Fragment tekstu:
-=-=-=-=-

Czy chcesz zareagować na tę wiadomość? Zarejestruj się na forum za pomocą kilku kliknięć lub zaloguj się, aby kontynuować.

You are not connected. Please login or register

Plaża w Newquay

Go down  Wiadomość [Strona 1 z 1]

1Plaża w Newquay Empty Plaża w Newquay Pon Mar 12, 2012 5:25 pm

Go??


Gość

Newquay (korn. Tewynn Pleustri) – miasto w Wielkiej Brytanii, w Kornwalii. Najpopularniejszy ośrodek surfingu na Wyspach Brytyjskich, używa tytułu "Stolica brytyjskiego surfingu". Również popularny wśród młodzieży ośrodek clubbingu i życia nocnego. Największe lotnisko pasażerskie w Kornwalii.

(tu zaczyna się fantazja userki. Znawcy tego miasta, zamknąć się)

Miasto, piękne i malownicze. Posiadające swoją duszę i potrafiące w sobie rozkochać za swój spokój i prostotę. Od kolorowych uliczek, po barwne wrzosowiska, rozciągające się tuż za jego granicami. Ma także dwie piękne plaże, z których jest znane: jedną, na której gnieżdżą się zawsze turyści, i drugą, odgrodzoną od ludzi wysokim klifem, o której wie chyba tylko jej jedyny bywalec. Tristan lubi na nią przychodzić wieczorami, zmęczony po pracy. Zawsze wtedy rzuca się w fale, błyszczące od zachodzącego słońca.

-=-=-=-=-

Zadanie a: Przepisz dokładnie, znak po znaku, cały powyższy tekst o plaży w Newquay.

Materiał do ćwiczenia:
-=-=-=-=-

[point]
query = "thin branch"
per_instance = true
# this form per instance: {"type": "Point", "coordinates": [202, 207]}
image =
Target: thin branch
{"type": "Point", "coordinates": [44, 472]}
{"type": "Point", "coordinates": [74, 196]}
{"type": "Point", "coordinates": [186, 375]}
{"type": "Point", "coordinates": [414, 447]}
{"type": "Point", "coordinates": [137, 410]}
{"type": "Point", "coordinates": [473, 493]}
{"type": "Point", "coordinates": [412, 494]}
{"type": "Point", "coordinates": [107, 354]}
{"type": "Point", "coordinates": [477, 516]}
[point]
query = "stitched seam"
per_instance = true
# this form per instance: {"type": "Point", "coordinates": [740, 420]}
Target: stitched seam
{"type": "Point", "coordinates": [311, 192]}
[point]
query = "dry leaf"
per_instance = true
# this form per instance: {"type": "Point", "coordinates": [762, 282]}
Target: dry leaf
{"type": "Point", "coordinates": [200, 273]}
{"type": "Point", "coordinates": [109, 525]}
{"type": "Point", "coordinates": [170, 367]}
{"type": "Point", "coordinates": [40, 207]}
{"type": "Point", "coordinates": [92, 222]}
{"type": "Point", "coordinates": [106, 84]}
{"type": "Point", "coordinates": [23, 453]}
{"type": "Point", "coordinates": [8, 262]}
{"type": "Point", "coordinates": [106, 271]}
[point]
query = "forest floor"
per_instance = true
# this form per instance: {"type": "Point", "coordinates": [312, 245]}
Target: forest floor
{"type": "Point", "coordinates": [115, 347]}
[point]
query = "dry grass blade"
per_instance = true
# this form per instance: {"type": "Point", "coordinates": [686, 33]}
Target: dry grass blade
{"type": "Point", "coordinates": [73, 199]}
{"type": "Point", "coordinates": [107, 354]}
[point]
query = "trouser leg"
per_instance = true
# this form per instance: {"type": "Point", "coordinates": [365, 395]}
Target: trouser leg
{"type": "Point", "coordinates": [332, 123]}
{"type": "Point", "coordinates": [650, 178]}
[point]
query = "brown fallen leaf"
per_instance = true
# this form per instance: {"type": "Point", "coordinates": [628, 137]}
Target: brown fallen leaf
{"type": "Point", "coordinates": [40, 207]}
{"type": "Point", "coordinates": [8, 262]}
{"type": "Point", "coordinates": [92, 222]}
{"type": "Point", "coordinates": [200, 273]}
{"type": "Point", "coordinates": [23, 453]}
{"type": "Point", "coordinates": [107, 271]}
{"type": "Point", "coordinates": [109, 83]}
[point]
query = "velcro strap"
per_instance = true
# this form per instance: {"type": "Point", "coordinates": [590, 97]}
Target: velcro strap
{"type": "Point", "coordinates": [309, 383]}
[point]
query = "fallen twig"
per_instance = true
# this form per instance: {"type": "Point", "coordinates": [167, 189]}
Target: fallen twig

-=-=-=-=-

Zadanie b: Które wiersze wpisów powyżej zawierają ciąg znaków „form”? Skopiuj każdy z nich, pamiętając, że wielkość liter ma znaczenie.

Pełna odpowiedź a:
Czy chcesz zareagować na tę wiadomość? Zarejestruj się na forum za pomocą kilku kliknięć lub zaloguj się, aby kontynuować.

You are not connected. Please login or register

Plaża w Newquay

Go down  Wiadomość [Strona 1 z 1]

1Plaża w Newquay Empty Plaża w Newquay Pon Mar 12, 2012 5:25 pm

Go??


Gość

Newquay (korn. Tewynn Pleustri) – miasto w Wielkiej Brytanii, w Kornwalii. Najpopularniejszy ośrodek surfingu na Wyspach Brytyjskich, używa tytułu "Stolica brytyjskiego surfingu". Również popularny wśród młodzieży ośrodek clubbingu i życia nocnego. Największe lotnisko pasażerskie w Kornwalii.

(tu zaczyna się fantazja userki. Znawcy tego miasta, zamknąć się)

Miasto, piękne i malownicze. Posiadające swoją duszę i potrafiące w sobie rozkochać za swój spokój i prostotę. Od kolorowych uliczek, po barwne wrzosowiska, rozciągające się tuż za jego granicami. Ma także dwie piękne plaże, z których jest znane: jedną, na której gnieżdżą się zawsze turyści, i drugą, odgrodzoną od ludzi wysokim klifem, o której wie chyba tylko jej jedyny bywalec. Tristan lubi na nią przychodzić wieczorami, zmęczony po pracy. Zawsze wtedy rzuca się w fale, błyszczące od zachodzącego słońca.

Pełna odpowiedź b:
# this form per instance: {"type": "Point", "coordinates": [202, 207]}
# this form per instance: {"type": "Point", "coordinates": [740, 420]}
# this form per instance: {"type": "Point", "coordinates": [762, 282]}
# this form per instance: {"type": "Point", "coordinates": [312, 245]}
# this form per instance: {"type": "Point", "coordinates": [686, 33]}
# this form per instance: {"type": "Point", "coordinates": [365, 395]}
# this form per instance: {"type": "Point", "coordinates": [628, 137]}
# this form per instance: {"type": "Point", "coordinates": [590, 97]}
# this form per instance: {"type": "Point", "coordinates": [167, 189]}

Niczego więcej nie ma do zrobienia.